■ EXERCISE PROMPT
Would it be possible to quote, exactly and in full, the lines from the one with "[locate] the fog in" through the end of the entries below?

(Dataset rows)

■ ■ ■ ■ ■

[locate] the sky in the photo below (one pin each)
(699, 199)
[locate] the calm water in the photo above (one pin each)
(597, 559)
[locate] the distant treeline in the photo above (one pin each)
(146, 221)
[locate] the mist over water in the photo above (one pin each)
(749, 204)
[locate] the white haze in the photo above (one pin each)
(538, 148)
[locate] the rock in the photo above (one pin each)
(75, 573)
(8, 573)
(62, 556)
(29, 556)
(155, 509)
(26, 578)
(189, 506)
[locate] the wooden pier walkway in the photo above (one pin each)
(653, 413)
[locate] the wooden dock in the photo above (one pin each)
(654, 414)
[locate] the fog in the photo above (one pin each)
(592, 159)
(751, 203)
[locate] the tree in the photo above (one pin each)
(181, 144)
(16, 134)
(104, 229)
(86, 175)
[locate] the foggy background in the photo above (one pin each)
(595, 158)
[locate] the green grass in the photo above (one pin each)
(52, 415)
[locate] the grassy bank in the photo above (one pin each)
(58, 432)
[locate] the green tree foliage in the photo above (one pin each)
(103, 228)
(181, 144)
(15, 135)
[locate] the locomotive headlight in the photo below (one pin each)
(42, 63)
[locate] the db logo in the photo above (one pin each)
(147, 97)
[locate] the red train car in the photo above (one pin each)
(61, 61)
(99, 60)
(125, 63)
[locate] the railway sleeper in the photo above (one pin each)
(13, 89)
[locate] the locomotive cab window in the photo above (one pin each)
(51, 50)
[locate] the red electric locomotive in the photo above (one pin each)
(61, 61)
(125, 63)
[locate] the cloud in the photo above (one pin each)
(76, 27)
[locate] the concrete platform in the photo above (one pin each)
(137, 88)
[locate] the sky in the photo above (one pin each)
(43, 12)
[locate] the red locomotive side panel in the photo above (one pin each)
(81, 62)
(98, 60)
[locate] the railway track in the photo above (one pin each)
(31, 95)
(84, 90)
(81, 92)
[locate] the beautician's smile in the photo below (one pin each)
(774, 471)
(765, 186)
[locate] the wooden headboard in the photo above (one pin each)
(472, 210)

■ ■ ■ ■ ■

■ COMPLETED TASK
[locate] the fog in the photo above (one pin each)
(592, 159)
(751, 203)
[locate] the tree in the photo above (one pin each)
(181, 144)
(16, 134)
(104, 229)
(86, 175)
[locate] the foggy background in the photo above (one pin each)
(595, 158)
[locate] the green grass in the photo above (one pin each)
(52, 415)
[locate] the grassy bank in the photo above (one pin each)
(58, 432)
[locate] the green tree foliage in the photo above (one pin each)
(103, 228)
(181, 144)
(15, 135)
[locate] the locomotive headlight in the photo below (one pin each)
(42, 63)
[locate] the db logo in the photo above (one pin each)
(147, 97)
[locate] the red train car in the photo above (one pin each)
(61, 61)
(99, 60)
(125, 63)
[locate] the railway sleeper in the photo above (one pin each)
(13, 89)
[locate] the locomotive cab window in the photo above (one pin each)
(51, 50)
[locate] the red electric locomotive in the photo above (one pin each)
(61, 61)
(125, 63)
[locate] the cloud in the photo above (one pin each)
(76, 27)
[locate] the concrete platform in the photo above (one pin each)
(137, 88)
[locate] the sky in the photo above (one pin each)
(43, 12)
[locate] the red locomotive side panel in the photo above (one pin each)
(81, 62)
(98, 60)
[locate] the railway track in the photo above (one pin each)
(31, 95)
(84, 90)
(81, 92)
[locate] the beautician's smile in the photo below (one pin each)
(774, 471)
(765, 186)
[locate] the wooden headboard in the photo above (one pin each)
(472, 210)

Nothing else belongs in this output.